- [TASK OBJECTIVE]
Count lines holding the string "below" in the data that follows. Reply with one number only.

- [RECORDS TO USE]
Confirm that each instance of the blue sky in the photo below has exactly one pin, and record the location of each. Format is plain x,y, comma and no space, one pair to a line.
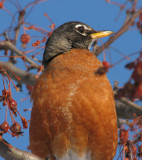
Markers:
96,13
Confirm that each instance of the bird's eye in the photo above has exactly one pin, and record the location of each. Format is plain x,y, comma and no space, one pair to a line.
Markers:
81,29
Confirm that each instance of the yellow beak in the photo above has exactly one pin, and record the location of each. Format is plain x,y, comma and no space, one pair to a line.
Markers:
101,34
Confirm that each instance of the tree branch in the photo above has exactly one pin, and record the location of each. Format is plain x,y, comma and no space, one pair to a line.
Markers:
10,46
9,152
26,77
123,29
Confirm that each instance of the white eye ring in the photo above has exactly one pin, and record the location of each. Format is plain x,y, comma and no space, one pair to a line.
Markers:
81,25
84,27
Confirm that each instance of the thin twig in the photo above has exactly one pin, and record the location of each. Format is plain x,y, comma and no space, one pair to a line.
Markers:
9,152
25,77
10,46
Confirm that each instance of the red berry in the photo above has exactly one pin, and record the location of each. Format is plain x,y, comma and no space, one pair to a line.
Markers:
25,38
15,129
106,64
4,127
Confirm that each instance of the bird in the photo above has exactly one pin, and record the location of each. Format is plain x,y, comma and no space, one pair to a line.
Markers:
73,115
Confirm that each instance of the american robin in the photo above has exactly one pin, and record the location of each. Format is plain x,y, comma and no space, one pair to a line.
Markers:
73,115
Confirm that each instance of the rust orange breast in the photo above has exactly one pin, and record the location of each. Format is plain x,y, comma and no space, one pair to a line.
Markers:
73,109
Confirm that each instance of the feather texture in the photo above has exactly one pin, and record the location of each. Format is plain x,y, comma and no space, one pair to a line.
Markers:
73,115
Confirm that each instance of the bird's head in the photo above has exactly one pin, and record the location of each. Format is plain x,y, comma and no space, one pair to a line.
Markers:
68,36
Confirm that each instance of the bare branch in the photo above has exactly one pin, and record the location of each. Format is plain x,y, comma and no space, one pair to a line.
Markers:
...
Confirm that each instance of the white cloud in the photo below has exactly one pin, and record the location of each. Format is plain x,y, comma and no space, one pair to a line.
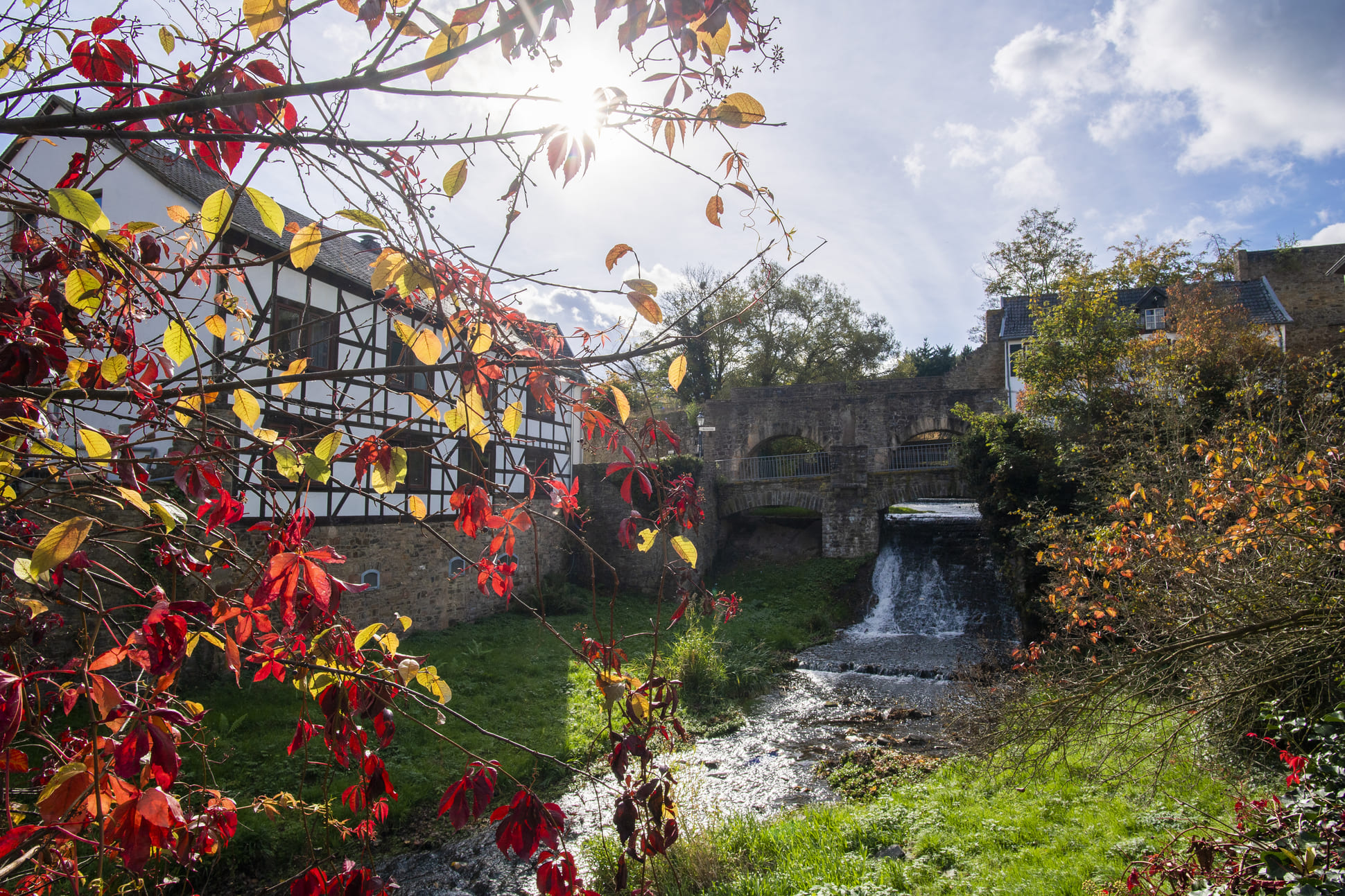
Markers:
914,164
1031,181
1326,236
...
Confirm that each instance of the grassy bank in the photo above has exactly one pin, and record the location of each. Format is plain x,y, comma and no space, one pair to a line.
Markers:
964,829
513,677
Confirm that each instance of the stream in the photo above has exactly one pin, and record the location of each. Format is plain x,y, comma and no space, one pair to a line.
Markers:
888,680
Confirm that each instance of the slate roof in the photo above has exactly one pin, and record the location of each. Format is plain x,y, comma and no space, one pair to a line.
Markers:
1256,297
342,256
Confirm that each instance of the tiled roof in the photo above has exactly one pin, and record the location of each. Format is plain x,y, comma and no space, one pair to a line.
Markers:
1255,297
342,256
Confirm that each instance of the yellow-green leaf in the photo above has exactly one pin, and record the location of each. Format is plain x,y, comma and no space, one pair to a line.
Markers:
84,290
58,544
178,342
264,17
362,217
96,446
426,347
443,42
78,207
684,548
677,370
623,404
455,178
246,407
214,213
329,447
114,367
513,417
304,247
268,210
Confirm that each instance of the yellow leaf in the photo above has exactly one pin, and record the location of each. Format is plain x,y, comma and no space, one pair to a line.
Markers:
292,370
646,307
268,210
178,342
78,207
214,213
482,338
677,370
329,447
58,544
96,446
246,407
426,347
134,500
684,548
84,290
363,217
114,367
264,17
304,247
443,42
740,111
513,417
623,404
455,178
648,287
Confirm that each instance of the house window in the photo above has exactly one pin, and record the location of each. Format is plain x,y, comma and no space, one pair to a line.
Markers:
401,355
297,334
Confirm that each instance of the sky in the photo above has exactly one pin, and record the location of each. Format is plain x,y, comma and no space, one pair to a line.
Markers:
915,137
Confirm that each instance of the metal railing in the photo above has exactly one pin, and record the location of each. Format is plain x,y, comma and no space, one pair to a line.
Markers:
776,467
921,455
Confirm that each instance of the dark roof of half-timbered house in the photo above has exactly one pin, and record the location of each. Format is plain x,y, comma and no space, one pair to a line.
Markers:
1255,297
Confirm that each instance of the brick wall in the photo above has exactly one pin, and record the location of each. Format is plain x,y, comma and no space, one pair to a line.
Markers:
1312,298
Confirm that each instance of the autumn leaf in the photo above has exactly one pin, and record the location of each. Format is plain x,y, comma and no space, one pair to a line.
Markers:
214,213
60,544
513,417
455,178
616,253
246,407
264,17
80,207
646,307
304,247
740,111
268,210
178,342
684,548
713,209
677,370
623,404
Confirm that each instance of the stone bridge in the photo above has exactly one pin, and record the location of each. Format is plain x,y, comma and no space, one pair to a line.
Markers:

- [ANSWER BOX]
2